Directions for this task: Copy every line of the material below without any changes, and omit the pictures from your copy.

Listing:
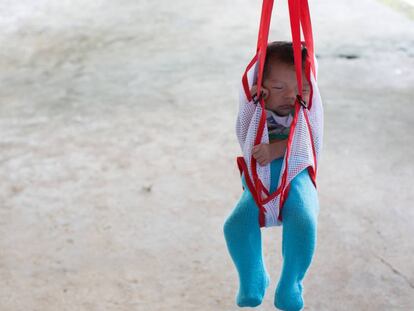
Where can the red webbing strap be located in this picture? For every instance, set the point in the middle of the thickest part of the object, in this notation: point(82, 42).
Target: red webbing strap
point(307, 32)
point(262, 43)
point(262, 40)
point(294, 13)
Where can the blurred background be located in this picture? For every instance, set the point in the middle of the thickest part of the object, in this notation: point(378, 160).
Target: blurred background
point(118, 154)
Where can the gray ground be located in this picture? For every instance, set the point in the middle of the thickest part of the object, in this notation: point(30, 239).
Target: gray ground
point(118, 149)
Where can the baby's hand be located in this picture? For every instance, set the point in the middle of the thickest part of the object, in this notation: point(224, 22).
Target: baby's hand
point(262, 154)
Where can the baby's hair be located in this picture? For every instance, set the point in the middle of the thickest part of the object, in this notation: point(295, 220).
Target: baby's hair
point(281, 51)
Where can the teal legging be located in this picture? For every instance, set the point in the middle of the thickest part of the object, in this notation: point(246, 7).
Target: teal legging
point(243, 238)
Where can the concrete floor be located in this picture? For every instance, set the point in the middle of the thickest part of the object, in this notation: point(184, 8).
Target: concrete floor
point(118, 149)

Response to this exercise:
Where can the red webbing strap be located in this picture? For every instance, set the point in the middle of the thickest part of the object, in this notation: point(82, 42).
Target: red webbing strap
point(307, 32)
point(262, 43)
point(262, 40)
point(294, 13)
Where can the blurred background be located in this picture? For every instance, set the point in the middle of the thickest part of the object, in this notation: point(378, 160).
Target: blurred background
point(118, 154)
Where can the gray ground be located in this picture? For every instance, set the point in the middle of the thickest part of the object, in this notation: point(30, 239).
Target: gray ground
point(118, 149)
Where can the baby's hand be located in this picture? For every instance, set the point in the middle of the thickest part of the object, in this notation: point(224, 22).
Target: baby's hand
point(262, 154)
Where can the baby's hair be located in this picture? For every instance, set the point in the middle of the thickest part of the object, in this notation: point(295, 220).
Target: baby's hair
point(281, 51)
Where can the teal legging be located in this picture? For every instance, set the point in the middle of the thickest part of the object, in this notation: point(246, 7).
Target: teal legging
point(243, 238)
Where can the concrete floor be located in this picture? For every instance, set the point in the middle of the thickest part of the object, in this notation: point(184, 8).
Target: concrete floor
point(118, 149)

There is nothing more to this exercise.